For each of the following statements, answer yes or no depending on whether the order of worship supports it, and quote the exact words of the order of worship that settle it.
1. The opening hymn is number 248.
2. The sermon is titled "Alive in Christ."
3. The quoted passage compares engaging in sin while engrafted into Christ to trying to play vinyl LPs on a CD player.

— Start PAGE EXCERPT —

25 November 2018
Call to Worship: Psalm 100:1-5
Opening Hymn: 248 “All Creatures of Our God and King”
Confession of Sin
Almighty and everlasting God, Glorious Creator of all things, and Father of our Lord Jesus Christ; We have sinned against Your holy Name, by failing to glorify You in our lives as your redeemed children. Our unthankfulness extends to every thought and deed, as well as to our failure to thank you with our lips. We have not lived to the praise of the glory of Your grace. We have not esteemed the reproach of Jesus Christ our Savior to be greater than the riches of this world. We have failed to estimate the infinite cost of the salvation won for us at the cross through the shed blood of Jesus. We have not been faithful to You as You have been faithful to us in all things. Father, forgive us for our ingratitude through the reconciling sacrifice of Jesus Christ our all-sufficient Mediator, we pray. Amen.
Assurance of Pardon: Luke 1:76-79
Hymn of Preparation: 500 “Father, I Know That All My Life”
Old Covenant Reading: Daniel 3:8-18
New Covenant: Romans 6:8-14
Sermon: Dead to Sin, Alive to God
Hymn of Response: 465 “Love Divine, All Loves, Excelling”
Confession of Faith: Ten Commandments
Doxology (Hymn 568)
Closing Hymn: 501 “Lord, Speak to Me, That I May Speak”
PM Worship
OT: 2 Samuel 24:1-17
NT: Revelation 7:1-17
Sin and Repentance
Shorter Catechism Q/A #67
Q. Which is the sixth commandment?
A. The sixth commandment is, Thou shalt not kill.
Suggested Preparations
Monday (11/19) Read and discuss Romans 6:8-14. Michael Bird writes:
The substance of Christian ethics is not lists of rules with case studies on how to handle legal conundrums when laws conflict. Christian ethics and Christian living are about properly walking in the way of Christ, with the Spirit of Christ, until the day of Christ. It is a matter of letting our behavior match our new identity. It is about working out what God has worked in. As the Greek poet Pindar said, “Be what you know you are!”
Sin is entirely inappropriate for believers because sin belongs to the age of death and decay and to the world with its wickedness. We belong to Christ, his kingdom, and the world to come. So engaging in sin when engrafted into Christ is a fundamental mismatch. It is like trying to play vinyl LPs on a CD player. Or like trying to insert CDs into an iPod. Or like trying to send tweets from a Walkman. Putting our mortal body out of sin’s grasp and into the grip of grace requires genuine effort, but we should not think of it as some kind of Jekyll and Hyde inner turmoil going on inside of us, as if we have a bipolar moral character. We are not half in Adam and half in Christ; no, the exodus has happened, death has occurred once and for all, we are in Christ and not in Adam, we are under grace not under law, and we are now free to serve in a whole new way of life opened up for us in Messiah Jesus.

— End PAGE EXCERPT —
— Start ITEMS —

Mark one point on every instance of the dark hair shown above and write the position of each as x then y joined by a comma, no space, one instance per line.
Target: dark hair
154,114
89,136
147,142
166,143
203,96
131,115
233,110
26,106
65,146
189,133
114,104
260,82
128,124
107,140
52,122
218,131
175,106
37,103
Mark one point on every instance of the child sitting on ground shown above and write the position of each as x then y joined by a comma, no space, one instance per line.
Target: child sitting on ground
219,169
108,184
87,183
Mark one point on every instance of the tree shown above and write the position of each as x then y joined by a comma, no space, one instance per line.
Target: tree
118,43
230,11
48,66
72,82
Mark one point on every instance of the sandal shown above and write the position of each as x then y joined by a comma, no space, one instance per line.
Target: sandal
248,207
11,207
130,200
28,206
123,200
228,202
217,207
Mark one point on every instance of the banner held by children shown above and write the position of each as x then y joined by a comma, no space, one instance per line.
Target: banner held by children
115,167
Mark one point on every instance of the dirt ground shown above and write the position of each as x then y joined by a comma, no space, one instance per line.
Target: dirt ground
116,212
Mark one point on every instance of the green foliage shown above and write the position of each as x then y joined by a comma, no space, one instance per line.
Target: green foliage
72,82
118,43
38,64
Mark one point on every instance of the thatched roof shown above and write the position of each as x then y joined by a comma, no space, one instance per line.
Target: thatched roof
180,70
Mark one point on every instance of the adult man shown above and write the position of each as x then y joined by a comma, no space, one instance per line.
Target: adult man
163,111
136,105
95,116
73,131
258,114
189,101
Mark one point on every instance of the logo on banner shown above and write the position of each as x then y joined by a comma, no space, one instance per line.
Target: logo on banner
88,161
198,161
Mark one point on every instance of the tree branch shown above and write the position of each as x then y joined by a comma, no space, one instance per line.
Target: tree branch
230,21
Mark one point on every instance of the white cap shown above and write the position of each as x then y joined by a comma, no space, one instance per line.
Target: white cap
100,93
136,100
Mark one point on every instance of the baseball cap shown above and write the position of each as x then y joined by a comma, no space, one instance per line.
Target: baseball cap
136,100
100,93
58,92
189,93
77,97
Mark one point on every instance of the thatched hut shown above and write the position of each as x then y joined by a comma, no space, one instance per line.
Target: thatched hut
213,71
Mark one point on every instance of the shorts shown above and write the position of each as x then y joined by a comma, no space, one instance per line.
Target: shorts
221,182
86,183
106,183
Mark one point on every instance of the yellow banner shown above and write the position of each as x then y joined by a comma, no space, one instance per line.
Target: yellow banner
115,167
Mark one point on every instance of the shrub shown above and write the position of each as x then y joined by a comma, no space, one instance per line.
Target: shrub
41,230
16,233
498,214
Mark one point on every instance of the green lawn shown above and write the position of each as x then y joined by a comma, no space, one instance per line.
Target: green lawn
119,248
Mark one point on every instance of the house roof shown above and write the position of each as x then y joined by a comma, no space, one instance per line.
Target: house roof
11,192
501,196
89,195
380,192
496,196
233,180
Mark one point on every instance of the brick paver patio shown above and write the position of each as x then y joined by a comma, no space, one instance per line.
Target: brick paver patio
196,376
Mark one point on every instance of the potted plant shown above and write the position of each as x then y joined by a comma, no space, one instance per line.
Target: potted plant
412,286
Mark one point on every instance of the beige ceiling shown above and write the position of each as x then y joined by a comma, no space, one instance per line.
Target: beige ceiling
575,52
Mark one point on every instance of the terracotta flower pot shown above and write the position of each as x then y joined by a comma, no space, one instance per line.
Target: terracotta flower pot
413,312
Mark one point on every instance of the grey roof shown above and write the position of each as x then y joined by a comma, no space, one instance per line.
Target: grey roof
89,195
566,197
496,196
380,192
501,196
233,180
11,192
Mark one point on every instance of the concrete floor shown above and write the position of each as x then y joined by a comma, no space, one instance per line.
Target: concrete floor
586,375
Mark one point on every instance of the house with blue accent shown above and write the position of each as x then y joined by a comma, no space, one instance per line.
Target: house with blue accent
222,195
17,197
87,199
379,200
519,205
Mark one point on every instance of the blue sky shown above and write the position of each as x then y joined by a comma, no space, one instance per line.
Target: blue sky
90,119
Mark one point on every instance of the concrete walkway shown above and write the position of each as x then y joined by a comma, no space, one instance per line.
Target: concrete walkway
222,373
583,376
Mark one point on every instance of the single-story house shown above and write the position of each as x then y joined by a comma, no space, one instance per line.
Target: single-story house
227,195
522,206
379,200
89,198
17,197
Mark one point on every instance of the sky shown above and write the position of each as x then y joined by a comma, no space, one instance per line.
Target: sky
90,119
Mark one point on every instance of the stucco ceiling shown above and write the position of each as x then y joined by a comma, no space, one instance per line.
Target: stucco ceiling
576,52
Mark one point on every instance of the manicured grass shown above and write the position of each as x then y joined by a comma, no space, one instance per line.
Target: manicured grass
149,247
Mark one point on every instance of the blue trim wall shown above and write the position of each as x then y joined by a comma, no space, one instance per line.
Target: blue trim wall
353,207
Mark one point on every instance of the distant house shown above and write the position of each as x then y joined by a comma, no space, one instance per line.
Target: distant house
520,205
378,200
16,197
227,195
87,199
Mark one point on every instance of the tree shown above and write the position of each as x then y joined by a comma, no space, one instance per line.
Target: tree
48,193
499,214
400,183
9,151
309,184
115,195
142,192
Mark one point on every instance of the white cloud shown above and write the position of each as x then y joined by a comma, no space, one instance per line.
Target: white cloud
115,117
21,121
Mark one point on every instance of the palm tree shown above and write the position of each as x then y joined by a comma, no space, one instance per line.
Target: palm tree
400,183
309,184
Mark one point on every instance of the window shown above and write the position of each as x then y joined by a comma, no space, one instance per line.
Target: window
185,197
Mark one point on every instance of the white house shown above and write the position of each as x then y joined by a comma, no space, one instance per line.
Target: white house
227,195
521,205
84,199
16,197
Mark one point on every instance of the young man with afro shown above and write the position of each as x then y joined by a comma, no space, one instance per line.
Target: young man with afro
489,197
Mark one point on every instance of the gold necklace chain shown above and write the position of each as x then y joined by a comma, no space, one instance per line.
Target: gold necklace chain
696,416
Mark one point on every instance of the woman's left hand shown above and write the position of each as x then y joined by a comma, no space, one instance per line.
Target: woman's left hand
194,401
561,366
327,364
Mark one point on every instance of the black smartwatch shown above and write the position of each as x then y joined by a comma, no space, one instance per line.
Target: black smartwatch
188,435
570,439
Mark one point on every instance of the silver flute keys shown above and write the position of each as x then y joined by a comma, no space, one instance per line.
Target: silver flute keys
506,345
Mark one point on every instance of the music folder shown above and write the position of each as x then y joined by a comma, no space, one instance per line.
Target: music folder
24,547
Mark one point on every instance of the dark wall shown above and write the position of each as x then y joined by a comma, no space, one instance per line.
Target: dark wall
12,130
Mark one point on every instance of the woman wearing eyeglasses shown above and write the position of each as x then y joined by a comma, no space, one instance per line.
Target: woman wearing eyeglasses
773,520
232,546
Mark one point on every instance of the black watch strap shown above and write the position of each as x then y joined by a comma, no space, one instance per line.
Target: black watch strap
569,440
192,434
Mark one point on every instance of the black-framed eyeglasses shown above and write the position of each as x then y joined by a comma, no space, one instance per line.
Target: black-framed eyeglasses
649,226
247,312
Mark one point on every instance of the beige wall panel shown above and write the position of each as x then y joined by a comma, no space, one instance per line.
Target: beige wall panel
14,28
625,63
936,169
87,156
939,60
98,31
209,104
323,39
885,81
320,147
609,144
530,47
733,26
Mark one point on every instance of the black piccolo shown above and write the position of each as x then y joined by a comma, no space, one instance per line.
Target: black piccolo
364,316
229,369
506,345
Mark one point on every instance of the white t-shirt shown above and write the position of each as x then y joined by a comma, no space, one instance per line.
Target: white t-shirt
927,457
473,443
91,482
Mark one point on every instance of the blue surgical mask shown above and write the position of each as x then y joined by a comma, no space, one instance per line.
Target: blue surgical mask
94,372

— End ITEMS —

WRITTEN REPLY:
1. Yes: "Opening Hymn: 248 “All Creatures of Our God and King”"
2. No: "Sermon: Dead to Sin, Alive to God"
3. Yes: "So engaging in sin when engrafted into Christ is a fundamental mismatch. It is like trying to play vinyl LPs on a CD player."